> _Directions_
Can you pull out, word for word, every line of the items from the line containing "Would you be able to tag each instance of the monument" through the end of the items?

> _Available data_

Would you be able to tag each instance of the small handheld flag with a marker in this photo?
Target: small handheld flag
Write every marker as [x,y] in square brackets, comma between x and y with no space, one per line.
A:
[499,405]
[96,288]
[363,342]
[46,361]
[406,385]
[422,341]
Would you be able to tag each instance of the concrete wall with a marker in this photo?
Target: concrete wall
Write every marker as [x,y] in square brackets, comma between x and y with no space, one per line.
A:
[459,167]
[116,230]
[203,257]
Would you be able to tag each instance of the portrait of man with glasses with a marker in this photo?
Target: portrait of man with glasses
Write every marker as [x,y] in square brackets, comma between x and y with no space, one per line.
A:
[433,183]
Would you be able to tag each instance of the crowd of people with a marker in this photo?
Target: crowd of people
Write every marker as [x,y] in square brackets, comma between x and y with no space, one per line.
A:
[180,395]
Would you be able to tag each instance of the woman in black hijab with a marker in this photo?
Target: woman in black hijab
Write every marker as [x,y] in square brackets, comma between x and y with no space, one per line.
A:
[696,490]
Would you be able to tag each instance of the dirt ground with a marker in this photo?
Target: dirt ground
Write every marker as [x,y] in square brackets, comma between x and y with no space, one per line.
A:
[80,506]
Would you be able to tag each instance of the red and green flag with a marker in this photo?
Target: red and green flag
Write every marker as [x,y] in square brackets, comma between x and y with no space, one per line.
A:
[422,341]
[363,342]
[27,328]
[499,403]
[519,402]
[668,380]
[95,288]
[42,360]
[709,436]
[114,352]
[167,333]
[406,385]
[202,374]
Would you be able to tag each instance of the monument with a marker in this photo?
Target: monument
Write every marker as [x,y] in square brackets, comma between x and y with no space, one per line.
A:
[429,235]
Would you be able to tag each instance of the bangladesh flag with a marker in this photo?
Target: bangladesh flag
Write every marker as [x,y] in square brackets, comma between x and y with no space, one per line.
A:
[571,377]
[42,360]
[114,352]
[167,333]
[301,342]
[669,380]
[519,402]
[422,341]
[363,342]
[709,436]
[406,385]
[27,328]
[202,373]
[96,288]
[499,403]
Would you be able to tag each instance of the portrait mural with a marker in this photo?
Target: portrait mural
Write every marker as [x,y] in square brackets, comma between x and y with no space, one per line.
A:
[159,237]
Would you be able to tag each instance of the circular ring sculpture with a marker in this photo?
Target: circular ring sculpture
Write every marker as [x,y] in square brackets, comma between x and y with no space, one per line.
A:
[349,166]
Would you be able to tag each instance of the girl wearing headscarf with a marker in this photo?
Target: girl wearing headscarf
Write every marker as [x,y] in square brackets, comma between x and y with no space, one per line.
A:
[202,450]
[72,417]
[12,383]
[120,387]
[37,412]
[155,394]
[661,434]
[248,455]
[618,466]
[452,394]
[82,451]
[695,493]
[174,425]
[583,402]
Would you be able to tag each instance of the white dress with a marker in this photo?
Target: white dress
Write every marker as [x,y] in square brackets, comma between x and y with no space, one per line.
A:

> _The response_
Would you be able to tag each instance of the monument with a marker in this photo?
Target: monument
Write every marker as [x,y] in square brackets, comma between x and y with no space, one per line.
A:
[429,235]
Would you be able to tag each instance of the bangladesh flag with a marker in this photo?
Target: bangladesh flag
Write every marker as [x,y] in square brackets, comma between x and y with no space, one per line.
A:
[571,377]
[42,360]
[114,352]
[167,333]
[301,342]
[669,380]
[519,402]
[422,341]
[363,342]
[709,436]
[406,385]
[27,328]
[202,373]
[96,288]
[499,403]
Would you be able to tag each instance of the portrait mural with a marker in this photo?
Target: portrait mural
Write every marker as [x,y] in square brackets, comma between x and y with no space, one per line.
A:
[159,237]
Would you be able to tag each instance of the circular ring sculpture with a marker in this photo?
Target: circular ring sculpture
Write every marker as [x,y] in square brackets, comma between x and y with no space, one per line.
A:
[349,166]
Would you be able to tag each instance of the girl wearing headscarf with a marker in this photo?
Target: girl wearing headscarf
Write every marker as [x,y] in square brackets, comma between x and y with no space, one per line.
A:
[202,450]
[72,417]
[12,383]
[120,387]
[37,412]
[155,394]
[661,434]
[248,455]
[618,466]
[452,394]
[82,451]
[695,493]
[174,425]
[583,402]
Would you be able to tag each instance of the white dress with a marker in this photo?
Target: white dress
Write every marker as [x,y] in square brackets, comma between x and y with no space, one per line.
A:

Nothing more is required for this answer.